**TASK GOAL**: Convert the lines below into a Markdown table with the columns "Row" and "Line", numbering each row and skipping any blank lines. Cover every line, but leave the pictures out of your answer.

**RAW RECORDS**:

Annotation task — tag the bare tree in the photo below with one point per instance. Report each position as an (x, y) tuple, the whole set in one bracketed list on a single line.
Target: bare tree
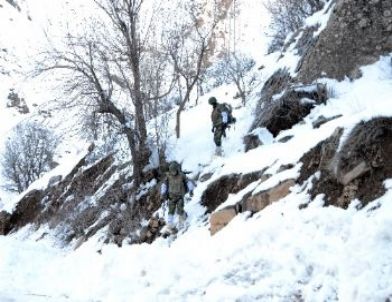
[(288, 16), (28, 154), (233, 68), (103, 65), (190, 47)]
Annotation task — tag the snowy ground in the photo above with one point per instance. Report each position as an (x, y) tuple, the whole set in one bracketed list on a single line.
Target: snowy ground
[(281, 254)]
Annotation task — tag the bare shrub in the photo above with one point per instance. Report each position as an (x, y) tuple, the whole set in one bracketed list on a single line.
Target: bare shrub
[(28, 154), (233, 68)]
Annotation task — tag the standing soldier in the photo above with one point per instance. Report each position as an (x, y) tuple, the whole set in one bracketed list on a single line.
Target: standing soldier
[(221, 117), (174, 188)]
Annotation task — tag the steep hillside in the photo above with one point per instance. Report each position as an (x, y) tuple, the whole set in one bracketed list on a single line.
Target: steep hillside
[(297, 209)]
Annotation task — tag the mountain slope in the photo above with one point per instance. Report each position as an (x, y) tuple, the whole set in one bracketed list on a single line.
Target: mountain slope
[(299, 248)]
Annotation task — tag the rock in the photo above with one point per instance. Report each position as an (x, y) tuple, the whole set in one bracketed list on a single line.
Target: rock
[(285, 111), (5, 219), (321, 120), (218, 191), (251, 141), (259, 201), (354, 36), (348, 194), (206, 177), (277, 83), (220, 219), (153, 223), (285, 139), (54, 179), (115, 227), (356, 172), (143, 234), (28, 209)]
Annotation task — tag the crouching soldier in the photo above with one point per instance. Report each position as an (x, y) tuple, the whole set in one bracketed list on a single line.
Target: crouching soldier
[(173, 189)]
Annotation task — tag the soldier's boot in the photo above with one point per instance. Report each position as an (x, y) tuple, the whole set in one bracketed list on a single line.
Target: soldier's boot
[(169, 228), (182, 220), (218, 151)]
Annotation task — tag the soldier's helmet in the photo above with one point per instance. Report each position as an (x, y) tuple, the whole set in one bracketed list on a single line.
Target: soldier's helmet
[(212, 101), (173, 168)]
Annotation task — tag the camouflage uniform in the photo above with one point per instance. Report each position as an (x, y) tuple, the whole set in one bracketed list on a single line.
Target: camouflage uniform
[(219, 127), (174, 188), (219, 118)]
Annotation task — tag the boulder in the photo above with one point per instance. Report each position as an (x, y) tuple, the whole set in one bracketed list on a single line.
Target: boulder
[(5, 219), (220, 219), (285, 111), (357, 33), (218, 191), (357, 170), (251, 141), (259, 201)]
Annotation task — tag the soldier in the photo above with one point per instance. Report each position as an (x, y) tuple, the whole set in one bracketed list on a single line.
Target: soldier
[(221, 119), (174, 188)]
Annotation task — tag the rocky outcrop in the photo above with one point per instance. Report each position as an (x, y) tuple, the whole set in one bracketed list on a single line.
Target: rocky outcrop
[(358, 32), (27, 210), (251, 141), (257, 202), (91, 197), (276, 84), (5, 218), (218, 191), (16, 102), (357, 170), (283, 112), (152, 230), (250, 203), (220, 219)]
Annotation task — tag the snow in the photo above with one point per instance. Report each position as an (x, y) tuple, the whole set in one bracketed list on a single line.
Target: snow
[(280, 254)]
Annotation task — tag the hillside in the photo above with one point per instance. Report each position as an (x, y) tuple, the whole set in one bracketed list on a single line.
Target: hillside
[(299, 207)]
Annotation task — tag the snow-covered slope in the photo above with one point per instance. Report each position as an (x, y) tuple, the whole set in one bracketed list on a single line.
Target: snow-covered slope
[(283, 253), (280, 254)]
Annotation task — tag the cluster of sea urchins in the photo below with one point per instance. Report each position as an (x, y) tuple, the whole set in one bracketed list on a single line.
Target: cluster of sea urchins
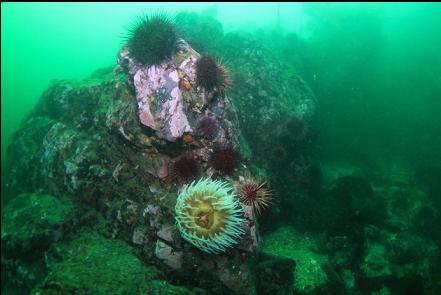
[(209, 216), (212, 75), (152, 38), (252, 192)]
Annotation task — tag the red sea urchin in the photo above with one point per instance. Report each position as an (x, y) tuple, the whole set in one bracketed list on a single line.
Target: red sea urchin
[(224, 160), (186, 167), (208, 127), (212, 75), (252, 193)]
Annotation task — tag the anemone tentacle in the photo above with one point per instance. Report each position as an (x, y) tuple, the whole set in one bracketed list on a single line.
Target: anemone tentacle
[(209, 216)]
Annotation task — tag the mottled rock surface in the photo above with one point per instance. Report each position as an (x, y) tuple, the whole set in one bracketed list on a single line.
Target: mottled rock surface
[(108, 143)]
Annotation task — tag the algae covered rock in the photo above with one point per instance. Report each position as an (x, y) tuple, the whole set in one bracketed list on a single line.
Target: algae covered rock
[(92, 264), (30, 222), (309, 275)]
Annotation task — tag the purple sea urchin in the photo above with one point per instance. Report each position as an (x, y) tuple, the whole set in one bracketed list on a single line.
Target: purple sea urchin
[(152, 38), (211, 74), (253, 193), (209, 216), (208, 127)]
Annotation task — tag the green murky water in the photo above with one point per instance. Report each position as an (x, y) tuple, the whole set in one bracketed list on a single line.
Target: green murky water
[(375, 72)]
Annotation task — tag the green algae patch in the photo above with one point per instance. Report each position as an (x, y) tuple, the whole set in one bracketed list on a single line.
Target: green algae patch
[(92, 264), (286, 242), (32, 221)]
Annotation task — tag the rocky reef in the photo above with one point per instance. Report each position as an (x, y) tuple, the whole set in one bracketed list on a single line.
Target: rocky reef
[(91, 181), (179, 174)]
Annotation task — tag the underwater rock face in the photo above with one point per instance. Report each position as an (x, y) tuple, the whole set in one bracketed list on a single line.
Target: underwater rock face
[(93, 141), (169, 101)]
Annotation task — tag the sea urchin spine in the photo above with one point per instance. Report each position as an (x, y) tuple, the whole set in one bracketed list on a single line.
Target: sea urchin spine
[(253, 193), (212, 75), (152, 39), (209, 216)]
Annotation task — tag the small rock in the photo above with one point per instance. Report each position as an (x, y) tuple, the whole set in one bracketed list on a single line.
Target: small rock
[(168, 255)]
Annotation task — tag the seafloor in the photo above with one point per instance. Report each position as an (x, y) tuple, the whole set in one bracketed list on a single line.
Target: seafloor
[(89, 188)]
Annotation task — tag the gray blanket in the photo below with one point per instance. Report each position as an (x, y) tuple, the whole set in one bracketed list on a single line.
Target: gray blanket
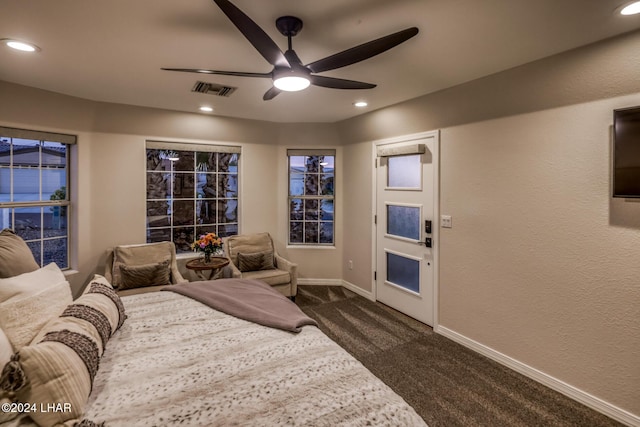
[(247, 299)]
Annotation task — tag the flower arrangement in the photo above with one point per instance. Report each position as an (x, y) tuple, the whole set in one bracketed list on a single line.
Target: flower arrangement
[(209, 243)]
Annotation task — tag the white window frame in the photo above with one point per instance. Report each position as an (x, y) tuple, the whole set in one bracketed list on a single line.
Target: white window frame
[(290, 197), (8, 135)]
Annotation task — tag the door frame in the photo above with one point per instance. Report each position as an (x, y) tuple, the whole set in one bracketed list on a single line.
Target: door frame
[(436, 210)]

**TASK ANSWER**:
| Row | Line |
|---|---|
| 1 | Annotation task — tag the bare tree in the photo below with one point per instance. Report each position as an (x, y) tuple, the whole set in one bracketed list on a single line. |
| 2 | Target: bare tree |
| 3 | [(288, 16), (28, 154), (233, 68), (103, 65), (190, 47)] |
| 4 | Annotation task — tag the snowy ground in the photo above with one point per instance. Report each position as an (x, y) tuple, the whole set in one bracketed list on a single line. |
| 5 | Target: snowy ground |
| 6 | [(281, 254)] |
| 7 | Annotation task — tag the bare shrub in the photo above with one point per instance. Report each position as an (x, y) tuple, the whole set in one bracketed list on a single line. |
| 8 | Target: bare shrub |
| 9 | [(28, 154), (233, 68)] |
| 10 | Annotation task — tag the standing soldier in the photo above with one point per instance. Report each position as an (x, y) tuple, the whole set in one bracketed list on a single line. |
| 11 | Target: standing soldier |
| 12 | [(221, 117), (174, 188)] |
| 13 | Annotation task — tag the steep hillside in the photo above with one point per instance. Report each position as an (x, y) tuple, the whole set in one bracketed list on a single line. |
| 14 | Target: steep hillside |
| 15 | [(297, 209)] |
| 16 | Annotation task — tag the mountain slope in the photo above with one point per instance. Report each position as an (x, y) tuple, the whole set in one bracketed list on a single line. |
| 17 | Target: mountain slope |
| 18 | [(299, 248)] |
| 19 | Annotation task — tag the rock in the photo above with one point per instance. Report each position as an (x, y) tuple, the whole set in one bracketed list on a single line. |
| 20 | Target: rock |
| 21 | [(285, 111), (5, 219), (321, 120), (218, 191), (251, 141), (259, 201), (354, 36), (348, 194), (206, 177), (277, 83), (220, 219), (153, 223), (285, 139), (54, 179), (115, 227), (356, 172), (143, 234), (28, 209)] |
| 22 | Annotation task — tag the crouching soldier in the photo above with one point per instance. Report each position as an (x, y) tuple, the whole set in one bracketed list on a single line. |
| 23 | Target: crouching soldier |
| 24 | [(173, 189)] |
| 25 | Annotation task — tag the soldier's boot in the photo above with one point per instance. Report each position as an (x, y) tuple, the whole set in one bracketed list on a single line. |
| 26 | Target: soldier's boot |
| 27 | [(169, 228), (182, 220), (218, 151)] |
| 28 | Annotation task — tag the soldier's helmet in the photo above with one point per instance. Report each position as an (x, y) tuple, the whole set in one bracketed list on a single line. |
| 29 | Target: soldier's helmet |
| 30 | [(212, 101), (173, 168)] |
| 31 | Annotation task — tag the camouflage uniform in the photo above with one point per instance. Report each position as an (x, y) tuple, the whole set in one bracketed list on a single line. |
| 32 | Target: camouflage uniform |
| 33 | [(219, 127), (174, 188), (219, 118)] |
| 34 | Annotation task — tag the boulder in the photo above with one point per instance. Report each position as an (x, y) tuple, the whole set in one bracketed list on a single line. |
| 35 | Target: boulder |
| 36 | [(5, 219), (220, 219), (285, 111), (357, 33), (218, 191), (357, 170), (251, 141), (259, 201)] |
| 37 | Annotation task — tag the soldier in the photo above with one point per instance. Report each position as an (x, y) tuple, the whole set in one bracketed list on a single line. |
| 38 | Target: soldier |
| 39 | [(221, 119), (174, 188)] |
| 40 | Annotation task — tag the rocky outcrop in the photo above with one point per instance. Report each position as an (x, y) tuple, the whole set in one bracketed list on a single line. |
| 41 | Target: rocky outcrop |
| 42 | [(358, 32), (27, 210), (251, 141), (257, 202), (91, 197), (276, 84), (5, 218), (218, 191), (16, 102), (357, 170), (283, 112), (152, 230), (250, 203), (220, 219)] |
| 43 | Annotation task — tag the snow in the photo above with one point per instance. Report each position as an (x, y) tuple, the whole set in one bracketed list on a single line. |
| 44 | Target: snow |
| 45 | [(280, 254)] |
| 46 | Annotation task — tag the hillside in the photo above with one point per instance. Report each position as an (x, y) tuple, the whole set in one bracketed list on a single line. |
| 47 | Target: hillside |
| 48 | [(299, 207)] |
| 49 | Annotation task — tag the snow-covered slope in the photo above with one point per instance. Report each position as an (x, y) tuple, the whole set in one bracketed list on a single line. |
| 50 | Target: snow-covered slope |
| 51 | [(283, 253), (280, 254)] |
| 52 | Annotation task — tag the cluster of sea urchins in the photo below with one point per instance. Report each position as an (x, y) tuple, the whole set in one bracketed list on a single line. |
| 53 | Target: cluster of sea urchins |
| 54 | [(209, 216), (212, 75), (152, 38), (252, 192)] |
| 55 | Annotation task — tag the red sea urchin in the photo above with one point per instance. Report each position as an (x, y) tuple, the whole set in one bracketed list on a single line. |
| 56 | Target: red sea urchin |
| 57 | [(224, 160), (186, 167), (208, 127), (212, 75), (252, 193)] |
| 58 | Annotation task — tag the anemone tentacle in the photo above with one point per instance. Report each position as an (x, y) tuple, the whole set in one bracketed list on a single line. |
| 59 | Target: anemone tentacle |
| 60 | [(209, 216)] |
| 61 | Annotation task — tag the mottled rock surface in the photo above with one point per instance. Report each position as an (x, y) tuple, the whole set in one bracketed list on a single line. |
| 62 | Target: mottled rock surface |
| 63 | [(108, 143)] |
| 64 | Annotation task — tag the algae covered rock in the photo above with one point per instance. Report each position as an (x, y) tuple, the whole set in one bracketed list on a single line. |
| 65 | Target: algae covered rock |
| 66 | [(92, 264), (30, 222), (309, 275)] |
| 67 | Annotation task — tag the purple sea urchin in the photo above with one point per instance. Report each position as an (x, y) tuple, the whole set in one bracketed list on a single line. |
| 68 | Target: purple sea urchin |
| 69 | [(152, 38), (211, 74), (253, 193), (209, 216), (208, 127)] |
| 70 | Annotation task — tag the green murky water in the photo above with one point per instance. Report each position as an (x, y) tuple, the whole set in one bracketed list on a single line. |
| 71 | Target: green murky water |
| 72 | [(375, 72)] |
| 73 | Annotation task — tag the green algae patch in the photo above with one point per instance. Report each position as an (x, y) tuple, the whole set in one bracketed list on a single line. |
| 74 | Target: green algae patch |
| 75 | [(92, 264), (286, 242), (32, 221)] |
| 76 | Annotation task — tag the rocky reef in the photo above with one point per instance. Report each position as an (x, y) tuple, the whole set in one bracketed list on a single line. |
| 77 | Target: rocky reef |
| 78 | [(91, 181), (179, 174)] |
| 79 | Annotation task — tag the underwater rock face in the photo above with one point per instance. Report each position as an (x, y) tuple, the whole set in one bracketed list on a single line. |
| 80 | Target: underwater rock face |
| 81 | [(93, 141), (169, 101)] |
| 82 | Annotation task — tag the sea urchin spine in the photo above with one point per instance. Report each position as an (x, y) tuple, the whole set in one bracketed list on a single line. |
| 83 | Target: sea urchin spine |
| 84 | [(253, 193), (212, 75), (152, 39), (209, 216)] |
| 85 | Annotation task — tag the small rock in the photo above with one point per instance. Report each position as an (x, y) tuple, the whole set in one bracketed list on a single line. |
| 86 | Target: small rock |
| 87 | [(168, 255)] |
| 88 | Annotation task — tag the seafloor in the photo above with one point per instance. Report each position as an (x, y) tuple, the whole set in one bracketed list on a single line. |
| 89 | Target: seafloor |
| 90 | [(89, 188)] |
| 91 | Annotation task — tag the gray blanket in the photo below with one point per instance. Report each position as an (x, y) tuple, the whole set in one bracketed list on a single line. |
| 92 | Target: gray blanket |
| 93 | [(247, 299)] |
| 94 | Annotation task — tag the flower arrangement in the photo above with one point per instance. Report each position as an (x, y) tuple, the whole set in one bracketed list on a single line. |
| 95 | Target: flower arrangement |
| 96 | [(209, 243)] |
| 97 | Annotation task — tag the white window frame in the photo above with one point per instance. Report each position as an (x, y) tuple, the whole set in one bracketed list on a single line. |
| 98 | Target: white window frame |
| 99 | [(290, 197), (8, 135)] |
| 100 | Annotation task — tag the door frame in the photo above with one point per instance. Report each position as an (x, y) tuple, the whole set in one bracketed list on a single line. |
| 101 | Target: door frame |
| 102 | [(436, 210)] |